# GIVEN TEXT start

Early in 1787, however, they felt the strain so severely that they gathered in a great council and deliberated whether they should not abandon their homes and move far out into the western wilderness; but they could not yet make up their minds to leave their beloved mountains. The North Carolina authorities wished to see them receive justice, but all they could do was to gather the few Indian prisoners who had been captured in the late wars and return them to the Cherokees. The Franklin Government had opened a land office and disposed of all the lands between the French Broad and the Tennessee, [Footnote: State Dept. MSS., vol. ii. No. 71. Letter to Edmund Randolph, Feb. 10, 1787; Letter of Joseph Martin, of March 25, 1787; Talk from Piominigo, the Chickasaw Chief, Feb. 15, 1787.] which territory North Carolina had guaranteed the Cherokees; and when, on the authority of the Governor of North Carolina, his representative ordered the settlers off the invaded land, they treated his command with utter defiance. Not only the Creeks, but even the distant Choctaws and Chickasaws became uneasy and irritated over the American encroachments, while the French traders who came up the Tennessee preached war to the Indians, and the Spanish Government ordered all the American traders to be expelled from among the southern tribes unless they would agree to take commissions from Spain and throw off their allegiance to the United States.

# GIVEN TEXT end
# DATASET EXCERPT start

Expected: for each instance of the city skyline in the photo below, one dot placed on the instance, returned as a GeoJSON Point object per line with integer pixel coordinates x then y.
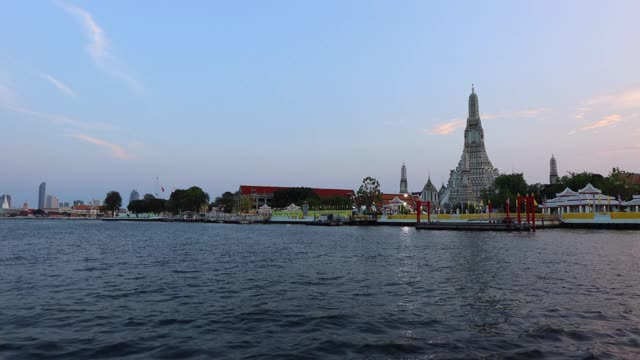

# DATASET EXCERPT end

**TASK TO CARRY OUT**
Translate this sentence from the passage on the Cherokees in 1787 into Spanish: "The North Carolina authorities wished to see them receive justice, but all they could do was to gather the few Indian prisoners who had been captured in the late wars and return them to the Cherokees."

**FINISHED EXERCISE**
Las autoridades de Carolina del Norte deseaban ver que recibieran justicia, pero todo lo que pudieron hacer fue reunir a los pocos prisioneros indios que habían sido capturados en las recientes guerras y devolverlos a los cherokees.